Tasks and exercises →
(a) Answer each question from the thread on large chart datasets.
(i) About how many points does the dataset in the opening post contain?
(ii) What value does the reply assume for M?
(iii) By what factor does the reply multiply all x values?
(b) Return verbatim the passage of the thread on large chart datasets starting at "2. You could" and ending at "will be using.".

Document section →
▬▬▬
Thread: Handling large datasets in charts quickely

1. Handling large datasets in charts quickely

I have a large dataset(around 50000 points in a list) which has be visualized in a line chart.The size of Canvas may vary according to the size of dataset. Massive amount of points makes the drawing too slow.It also results in cluttering and overlapping of points due to plotting of several points close to each other.So visual representation of data will be unsatisfactory. How can I display subset of available points which will increase the performance? Can anybody suggest me with a suitable algorithm which will help to extract the subset of actual number of points?

2. You could try creating an image rather than drawing each point separately. Typically you would choose a size of the spot in pixels and set the respective pixels inside a bitmap to the value you want. The rest will have the color of the background. Then you display the bitmap.

I am speaking mostly algorithm-like, rather than implementation like. No matter what, you want to create this image and display it. If you have two points like (10.1, 12) and (10.3, 12) they can overlap. If or if they don't depends on the scaling you will be using.

Lets assume you want a M x M pixel image. Since you have 50k points, you will use 1 pixel = 1 point. Lets assume M=N=300. Copying 50k shouldn't take that long. Displaying a 90k image should not take time at all. So speed-wise you are OK.

Now, how to create the image. You simply have a x-y coordinate system with maximum value of x equal to M and maximum value of y equal to N. You define which is the maximum x and y value a point on your list can have. This can be found by parsing through the list or can be defined by you. Lets name it X and Y.
So now you just have to scale an X x Y image to M x N image. You can simply multiply all x values by M/X and all y values by N/Y.
The only thing left is that since you are using pixels you need integers. So you round up all the values to the nearest integer.
There is no need to check overlaps really. To check you read, compare and maybe write. To write you simply write. Reading/writing should take the same time.
▬▬▬
Entries provided →

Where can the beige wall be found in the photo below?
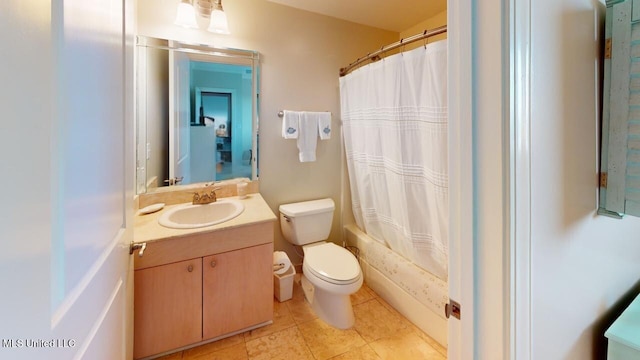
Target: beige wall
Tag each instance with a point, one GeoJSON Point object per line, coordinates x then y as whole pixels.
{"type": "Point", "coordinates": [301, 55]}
▬▬▬
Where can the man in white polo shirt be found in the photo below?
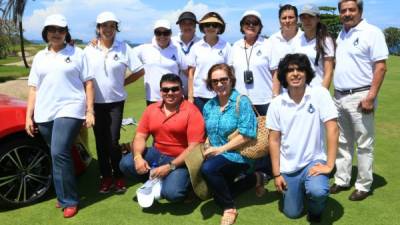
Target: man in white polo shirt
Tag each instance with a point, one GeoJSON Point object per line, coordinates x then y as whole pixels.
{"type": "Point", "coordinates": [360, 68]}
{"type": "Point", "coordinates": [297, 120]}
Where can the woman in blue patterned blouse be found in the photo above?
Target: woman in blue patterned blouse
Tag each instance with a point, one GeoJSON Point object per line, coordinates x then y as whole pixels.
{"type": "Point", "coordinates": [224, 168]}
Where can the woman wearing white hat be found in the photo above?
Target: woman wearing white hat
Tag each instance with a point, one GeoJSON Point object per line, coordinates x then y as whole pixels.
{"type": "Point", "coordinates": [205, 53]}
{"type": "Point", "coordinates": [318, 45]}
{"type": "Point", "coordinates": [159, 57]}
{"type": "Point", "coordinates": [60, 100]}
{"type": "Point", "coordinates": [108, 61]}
▬▬▬
Outputs by task →
(a)
(i) Around 50000 points.
(ii) 300.
(iii) M/X.

(b)
2. You could try creating an image rather than drawing each point separately. Typically you would choose a size of the spot in pixels and set the respective pixels inside a bitmap to the value you want. The rest will have the color of the background. Then you display the bitmap.

I am speaking mostly algorithm-like, rather than implementation like. No matter what, you want to create this image and display it. If you have two points like (10.1, 12) and (10.3, 12) they can overlap. If or if they don't depends on the scaling you will be using.